EXERCISE PROMPT>
All of the material below is to be repeated exactly.
* * *
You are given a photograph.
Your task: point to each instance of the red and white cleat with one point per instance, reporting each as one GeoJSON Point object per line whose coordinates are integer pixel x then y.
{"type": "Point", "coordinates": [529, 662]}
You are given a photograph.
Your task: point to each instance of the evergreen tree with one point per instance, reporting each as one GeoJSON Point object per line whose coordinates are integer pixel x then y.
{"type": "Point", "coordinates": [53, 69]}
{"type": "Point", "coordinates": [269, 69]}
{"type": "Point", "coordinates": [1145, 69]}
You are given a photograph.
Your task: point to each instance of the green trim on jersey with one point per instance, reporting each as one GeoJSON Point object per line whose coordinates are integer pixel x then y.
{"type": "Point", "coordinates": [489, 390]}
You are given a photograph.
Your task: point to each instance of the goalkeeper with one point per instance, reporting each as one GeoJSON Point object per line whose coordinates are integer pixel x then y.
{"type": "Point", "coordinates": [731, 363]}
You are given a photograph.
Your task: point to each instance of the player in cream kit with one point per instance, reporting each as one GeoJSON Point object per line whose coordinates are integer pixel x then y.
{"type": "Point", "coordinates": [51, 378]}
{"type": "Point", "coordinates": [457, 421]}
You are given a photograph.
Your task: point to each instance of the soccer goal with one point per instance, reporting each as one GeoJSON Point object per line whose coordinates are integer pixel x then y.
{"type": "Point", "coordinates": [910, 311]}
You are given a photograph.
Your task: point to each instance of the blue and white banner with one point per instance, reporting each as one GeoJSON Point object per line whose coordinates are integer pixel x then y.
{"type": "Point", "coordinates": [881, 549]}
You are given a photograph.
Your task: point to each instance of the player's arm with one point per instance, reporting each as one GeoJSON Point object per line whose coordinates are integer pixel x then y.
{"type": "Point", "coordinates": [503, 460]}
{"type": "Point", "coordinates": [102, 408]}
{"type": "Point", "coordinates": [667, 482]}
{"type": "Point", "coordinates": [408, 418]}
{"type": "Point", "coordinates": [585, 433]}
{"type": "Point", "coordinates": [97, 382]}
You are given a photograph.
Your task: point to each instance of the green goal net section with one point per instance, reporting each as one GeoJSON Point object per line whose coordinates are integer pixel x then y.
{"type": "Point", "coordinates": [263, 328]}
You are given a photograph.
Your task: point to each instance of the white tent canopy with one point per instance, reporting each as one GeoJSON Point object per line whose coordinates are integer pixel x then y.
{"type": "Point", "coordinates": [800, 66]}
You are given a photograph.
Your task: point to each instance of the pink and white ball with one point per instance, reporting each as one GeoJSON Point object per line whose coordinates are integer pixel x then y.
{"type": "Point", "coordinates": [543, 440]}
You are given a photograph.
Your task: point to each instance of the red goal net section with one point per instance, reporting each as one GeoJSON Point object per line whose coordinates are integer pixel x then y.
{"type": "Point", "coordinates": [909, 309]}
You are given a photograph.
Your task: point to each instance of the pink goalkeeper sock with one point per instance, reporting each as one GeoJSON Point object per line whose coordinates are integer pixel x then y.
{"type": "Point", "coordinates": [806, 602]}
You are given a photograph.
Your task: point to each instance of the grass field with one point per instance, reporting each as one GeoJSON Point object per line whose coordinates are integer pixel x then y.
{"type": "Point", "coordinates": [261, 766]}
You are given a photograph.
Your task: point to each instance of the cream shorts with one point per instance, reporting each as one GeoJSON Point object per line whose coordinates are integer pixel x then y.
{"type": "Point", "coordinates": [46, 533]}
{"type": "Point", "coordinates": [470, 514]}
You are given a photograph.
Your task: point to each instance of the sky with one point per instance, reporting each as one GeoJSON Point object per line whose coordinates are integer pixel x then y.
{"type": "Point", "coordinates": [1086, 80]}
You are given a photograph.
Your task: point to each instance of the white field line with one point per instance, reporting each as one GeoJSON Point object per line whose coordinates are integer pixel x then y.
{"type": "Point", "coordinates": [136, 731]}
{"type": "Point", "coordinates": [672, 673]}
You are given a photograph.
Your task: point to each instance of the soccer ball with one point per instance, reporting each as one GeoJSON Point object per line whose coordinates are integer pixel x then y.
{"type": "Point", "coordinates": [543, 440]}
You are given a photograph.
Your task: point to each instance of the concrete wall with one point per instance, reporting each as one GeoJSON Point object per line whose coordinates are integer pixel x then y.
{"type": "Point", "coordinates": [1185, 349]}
* * *
EXERCISE SOLUTION>
You are given a photograph.
Your task: point to each instance of the red and white cleat with one point per instance, reporting each as one GeoJSON Point object per line whose coordinates are integer pixel x then y.
{"type": "Point", "coordinates": [529, 662]}
You are given a photograph.
Your task: point to each instance of the evergreen tree with one point per instance, reporting each as one GeoJSON Point object per line whose coordinates are integer pixel x then y.
{"type": "Point", "coordinates": [53, 69]}
{"type": "Point", "coordinates": [269, 69]}
{"type": "Point", "coordinates": [1145, 69]}
You are given a photograph.
Your task: point to each instance of the green trim on jersey with one point per instance, reporting each as one GeoJSON Point object per line whose coordinates are integer pixel x then y.
{"type": "Point", "coordinates": [489, 390]}
You are given a photograph.
Your task: point to each instance of the goalkeeper with one point per instance, reporting each as one GeoJSON Point object per line whose coordinates are integer pixel x then y.
{"type": "Point", "coordinates": [731, 363]}
You are given a photograph.
Your task: point to each instance of the player in cream kit with one point per instance, reporting each as one GeoJSON Point object per line whose coordinates are integer pixel x then y.
{"type": "Point", "coordinates": [51, 378]}
{"type": "Point", "coordinates": [457, 421]}
You are given a photograph.
Your task: point to each instance of the soccer goal with one point per instance, reporting each as one GeoJSON Point object per line whose coordinates are integer pixel x then y.
{"type": "Point", "coordinates": [910, 311]}
You are given a photograph.
Your task: point to each instance of the blue and white banner with one point per instance, reporting each as one GeoJSON Point object per line whose coordinates are integer pixel x then y.
{"type": "Point", "coordinates": [881, 549]}
You are given a photograph.
Your task: point to each instance of the player's arm with one point per instance, reporting each as one GeoJSON Point object per line whose coordinates are integer pixel x then y.
{"type": "Point", "coordinates": [503, 460]}
{"type": "Point", "coordinates": [102, 408]}
{"type": "Point", "coordinates": [667, 482]}
{"type": "Point", "coordinates": [408, 418]}
{"type": "Point", "coordinates": [585, 433]}
{"type": "Point", "coordinates": [97, 382]}
You are given a photograph.
Your task: point to each instance of the green goal net section with one point per instance, reporting each as one GeoJSON Point object per line whose coordinates are integer pixel x then y.
{"type": "Point", "coordinates": [263, 328]}
You are given a photograph.
Your task: point to each instance of the white tent canopy with one point per instance, reporting each as one GeoJSON Point object per line whose coordinates are integer pixel x then y.
{"type": "Point", "coordinates": [800, 66]}
You are given a photograph.
Your task: point to each instance of the pink and white ball with one point per instance, reporting each as one GeoJSON Point object per line whose coordinates are integer pixel x then y.
{"type": "Point", "coordinates": [543, 440]}
You are given a photograph.
Your task: point to each instance of the red goal net section with one point per instance, reporting each as one GeoJSON Point object per line whose coordinates are integer pixel x then y.
{"type": "Point", "coordinates": [909, 309]}
You are given a photograph.
Your task: point to each instance of the pink goalkeeper sock with one point per instance, reporting each as one GeoJSON Point object per line whose coordinates are integer pixel x then y.
{"type": "Point", "coordinates": [806, 602]}
You are given a photograph.
Your task: point to each instance of the grass field with one point per instance, reporting each as one GeoJSON Point object per line whose coordinates are integer pixel x then y.
{"type": "Point", "coordinates": [261, 766]}
You are given a photograph.
Your task: point to each instance of the cream shorts with one point per instance, reporting each as one GeoJSON Point object per line whose coordinates are integer pixel x then y.
{"type": "Point", "coordinates": [46, 533]}
{"type": "Point", "coordinates": [470, 514]}
You are given a photograph.
Your task: point to each instance of the sky with one point per instance, reporting each as one GeoJSON Point object per line whose coordinates are integer pixel x then y.
{"type": "Point", "coordinates": [1086, 80]}
You are given a photograph.
Your task: point to each instance of the white field line with one point per instance, reporting each as one GeoJSON Point object per line whose coordinates are integer pixel x then y.
{"type": "Point", "coordinates": [136, 731]}
{"type": "Point", "coordinates": [672, 673]}
You are given a photograph.
Your task: point to each instance of the soccer ball with one point per instance, reporting each as one GeoJSON Point object per line whose coordinates are integer pixel x then y.
{"type": "Point", "coordinates": [543, 440]}
You are given a photograph.
Your task: point to each instance of the concrete wall with one point per instance, reporting each as one GeoJSON Point object per line whose coordinates are integer pixel x then y.
{"type": "Point", "coordinates": [1185, 349]}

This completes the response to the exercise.